▸ **What is expected**:
Can you reproduce every one of the items below word for word, without changing anything?

▸ **Dataset excerpts**:
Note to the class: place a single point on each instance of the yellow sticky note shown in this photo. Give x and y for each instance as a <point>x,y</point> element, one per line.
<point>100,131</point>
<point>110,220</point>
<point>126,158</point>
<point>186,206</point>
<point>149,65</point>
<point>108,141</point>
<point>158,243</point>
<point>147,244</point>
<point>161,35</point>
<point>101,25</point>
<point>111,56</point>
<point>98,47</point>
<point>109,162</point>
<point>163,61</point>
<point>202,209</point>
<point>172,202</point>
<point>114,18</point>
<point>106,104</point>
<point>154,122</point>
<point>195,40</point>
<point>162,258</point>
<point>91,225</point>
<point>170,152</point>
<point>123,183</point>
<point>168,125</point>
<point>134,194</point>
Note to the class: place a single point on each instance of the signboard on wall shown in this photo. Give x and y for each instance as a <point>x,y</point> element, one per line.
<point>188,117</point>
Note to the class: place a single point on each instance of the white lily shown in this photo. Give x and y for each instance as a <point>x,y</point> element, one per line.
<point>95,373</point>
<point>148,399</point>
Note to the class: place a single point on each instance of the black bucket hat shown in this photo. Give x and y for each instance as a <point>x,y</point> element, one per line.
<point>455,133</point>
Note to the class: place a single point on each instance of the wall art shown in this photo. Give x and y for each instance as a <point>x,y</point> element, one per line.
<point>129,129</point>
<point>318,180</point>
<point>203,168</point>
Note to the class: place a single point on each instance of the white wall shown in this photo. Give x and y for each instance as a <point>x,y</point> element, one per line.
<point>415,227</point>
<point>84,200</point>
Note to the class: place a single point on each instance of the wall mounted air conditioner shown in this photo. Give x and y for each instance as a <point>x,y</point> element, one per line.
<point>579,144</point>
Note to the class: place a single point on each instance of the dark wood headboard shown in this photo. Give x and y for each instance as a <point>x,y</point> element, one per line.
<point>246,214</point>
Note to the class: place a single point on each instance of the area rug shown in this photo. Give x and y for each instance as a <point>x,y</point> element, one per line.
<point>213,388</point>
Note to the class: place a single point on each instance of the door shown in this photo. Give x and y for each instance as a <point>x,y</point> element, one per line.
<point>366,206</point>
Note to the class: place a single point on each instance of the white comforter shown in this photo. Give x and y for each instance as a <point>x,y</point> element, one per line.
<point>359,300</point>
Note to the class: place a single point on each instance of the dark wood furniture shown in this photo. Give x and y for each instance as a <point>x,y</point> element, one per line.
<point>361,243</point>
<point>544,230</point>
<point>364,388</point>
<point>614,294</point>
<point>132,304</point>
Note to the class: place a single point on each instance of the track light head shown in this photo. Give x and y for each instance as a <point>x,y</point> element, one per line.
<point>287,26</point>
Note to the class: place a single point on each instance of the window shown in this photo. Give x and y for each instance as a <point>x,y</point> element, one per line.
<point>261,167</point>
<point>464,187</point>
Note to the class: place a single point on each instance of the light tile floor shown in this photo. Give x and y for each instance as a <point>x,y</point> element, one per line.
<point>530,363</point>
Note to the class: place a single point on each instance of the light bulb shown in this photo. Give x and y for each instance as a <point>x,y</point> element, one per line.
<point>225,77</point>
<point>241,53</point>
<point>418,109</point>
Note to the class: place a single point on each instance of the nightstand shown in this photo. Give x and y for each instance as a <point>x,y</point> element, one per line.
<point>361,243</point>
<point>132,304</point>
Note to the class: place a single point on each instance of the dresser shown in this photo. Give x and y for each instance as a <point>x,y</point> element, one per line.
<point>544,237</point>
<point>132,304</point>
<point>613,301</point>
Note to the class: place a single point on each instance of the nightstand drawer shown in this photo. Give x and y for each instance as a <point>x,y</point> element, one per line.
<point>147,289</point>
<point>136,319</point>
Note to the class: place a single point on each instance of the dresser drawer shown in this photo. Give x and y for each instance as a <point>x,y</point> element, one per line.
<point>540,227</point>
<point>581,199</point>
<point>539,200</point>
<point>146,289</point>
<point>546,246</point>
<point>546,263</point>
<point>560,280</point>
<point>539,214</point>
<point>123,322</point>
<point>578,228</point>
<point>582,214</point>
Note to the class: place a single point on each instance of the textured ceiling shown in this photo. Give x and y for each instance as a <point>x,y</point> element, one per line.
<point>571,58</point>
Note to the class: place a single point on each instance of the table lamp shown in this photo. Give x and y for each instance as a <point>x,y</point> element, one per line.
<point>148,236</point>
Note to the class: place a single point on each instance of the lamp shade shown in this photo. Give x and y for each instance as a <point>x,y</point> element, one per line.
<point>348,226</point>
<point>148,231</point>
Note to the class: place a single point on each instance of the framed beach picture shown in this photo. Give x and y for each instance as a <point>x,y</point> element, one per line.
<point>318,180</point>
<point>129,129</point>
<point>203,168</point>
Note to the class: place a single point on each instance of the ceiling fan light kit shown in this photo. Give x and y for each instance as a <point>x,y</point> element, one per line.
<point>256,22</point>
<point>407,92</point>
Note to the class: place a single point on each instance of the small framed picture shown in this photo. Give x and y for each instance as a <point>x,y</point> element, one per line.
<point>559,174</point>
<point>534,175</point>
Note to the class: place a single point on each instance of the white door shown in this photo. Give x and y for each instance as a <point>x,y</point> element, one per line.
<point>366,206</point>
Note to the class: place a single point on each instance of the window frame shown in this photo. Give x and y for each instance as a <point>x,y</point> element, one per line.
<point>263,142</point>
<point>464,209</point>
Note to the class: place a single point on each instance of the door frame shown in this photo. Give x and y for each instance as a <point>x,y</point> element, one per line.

▸ **Expected answer**:
Note to the class: place a single point on each instance of the yellow sticky note shown in this photo. Give x and y for each instance as a <point>x,y</point> element, one per line.
<point>100,131</point>
<point>110,220</point>
<point>126,158</point>
<point>186,206</point>
<point>149,65</point>
<point>108,141</point>
<point>158,243</point>
<point>147,244</point>
<point>161,35</point>
<point>101,25</point>
<point>111,56</point>
<point>98,47</point>
<point>109,162</point>
<point>163,61</point>
<point>202,209</point>
<point>172,202</point>
<point>114,18</point>
<point>106,104</point>
<point>154,122</point>
<point>195,40</point>
<point>162,258</point>
<point>91,225</point>
<point>170,152</point>
<point>123,183</point>
<point>168,125</point>
<point>134,194</point>
Note to the class: place a single point on each instance of the signboard on wall shown in this photo. Give x and y for each instance as a <point>x,y</point> element, one per line.
<point>188,117</point>
Note to the class: place a single point on each instance of the white lily shown in this photo. Give x and y for each instance as a <point>x,y</point> element, one per line.
<point>95,373</point>
<point>148,399</point>
Note to the class: place a single point on each instance of the black bucket hat shown in this photo. Give x and y for each instance as a <point>x,y</point> element, one per line.
<point>455,133</point>
Note to the class: place a single point on each instance of the wall art shown in this photo. Give x and y for each instance as a <point>x,y</point> element, one per line.
<point>129,129</point>
<point>318,180</point>
<point>203,168</point>
Note to the class: place a single point on each instance of the white wall shown in this photo. Give x and y for each instance as a <point>x,y</point> element, one per line.
<point>415,227</point>
<point>84,200</point>
Note to the class: place a single point on each instance of the wall mounted air conditioner shown in this photo. Give x and y for each instance as a <point>x,y</point> element, one per line.
<point>579,144</point>
Note to the class: place a single point on each instance of the dark wood headboard shown in this photo. Give x and y for each instance as a <point>x,y</point> element, one per line.
<point>246,214</point>
Note to the class: place a single point on each instance of the area rug shown in this photo. Give x and y for each instance as a <point>x,y</point> element, one per line.
<point>213,388</point>
Note to the class: place a single point on each instance of the door shown in this photo. Give x and y for each instance as a <point>x,y</point> element, one per line.
<point>366,206</point>
Note to the class: place a single point on each instance of the white comforter shown in this photo. Give x and y for each instance as a <point>x,y</point> element, one per line.
<point>359,300</point>
Note to the class: place a single point on each instance of the dark wood furniture shown in this photo. Give x and y for each instance as a <point>x,y</point> element, one per line.
<point>361,243</point>
<point>544,230</point>
<point>364,388</point>
<point>614,294</point>
<point>132,304</point>
Note to the class: place a single point on each instance of the track light head shown in this photo. Give x and y for each instance as a <point>x,y</point> element, one per line.
<point>287,26</point>
Note to the class: place a single point on each instance of the window shown in this photo. Give x and y for each instance as a <point>x,y</point> element, one per line.
<point>261,167</point>
<point>464,187</point>
Note to the class: place a single point on each instance of the light tile floor shown in this photo. Give x and y for each instance as a <point>x,y</point> element, one per line.
<point>530,363</point>
Note to the class: place a single point on each instance of the light bulb shown in this photo. Give x and y for each instance as a <point>x,y</point> element, one per line.
<point>225,77</point>
<point>241,53</point>
<point>418,109</point>
Note to the class: place a single point on each instance of the nightstand shown in this photo. Give x and y for each instance as a <point>x,y</point> element, one per line.
<point>361,243</point>
<point>132,304</point>
Note to the class: place a single point on each instance of the dresser shown in this photo. Give x and y for each instance as a <point>x,y</point> element, one per line.
<point>544,237</point>
<point>132,304</point>
<point>613,301</point>
Note to the class: place a single point on each instance of the nightstand drawer shown in this photo. Give x and y for each instance as a <point>x,y</point> element, one per line.
<point>147,289</point>
<point>136,319</point>
Note to the class: place a single point on each instance of the dresser drawer shown in this photo. Give x and y for each instance as a <point>x,y</point> element, one per line.
<point>540,227</point>
<point>581,199</point>
<point>539,200</point>
<point>146,289</point>
<point>546,246</point>
<point>546,263</point>
<point>560,280</point>
<point>539,214</point>
<point>123,322</point>
<point>578,228</point>
<point>582,214</point>
Note to the class: place a single point on each instance of the textured ceiling shown in this photo. Give x and y for each instance as a <point>x,y</point> element, one per line.
<point>571,58</point>
Note to the class: place a single point on each instance of the table lamp shown in this photo. Give x and y for each instance as a <point>x,y</point> element, one per line.
<point>148,236</point>
Note to the class: place a single point on each instance of the lamp shade shown in this photo. Give x and y for each instance as a <point>x,y</point> element, one per line.
<point>348,226</point>
<point>148,231</point>
Note to the class: place a single point on each instance of the framed beach picture shown in this photo. Give x and y for each instance as a <point>x,y</point> element, one per line.
<point>318,180</point>
<point>129,129</point>
<point>203,168</point>
Note to the class: place a single point on each instance of the ceiling fan light kit shown in this photo. Give x and y for each instance as a <point>x,y</point> element, one per line.
<point>256,22</point>
<point>407,92</point>
Note to the class: place a single point on each instance of the small framed picture shown in this photo. Give x and y for each instance as a <point>x,y</point> element, one per line.
<point>559,174</point>
<point>534,175</point>
Note to the class: place a single point on each instance of the white door shown in this photo. Give x and y for each instance as a <point>x,y</point> element, one per line.
<point>366,206</point>
Note to the class: place a single point on each instance of the window frame shown in this photo. Give x and y for each instance as a <point>x,y</point> element, one per line.
<point>263,142</point>
<point>464,209</point>
Note to the class: place a single point on each instance of the door frame shown in this photo. Give x and y for each instance as a <point>x,y</point> element, one per line.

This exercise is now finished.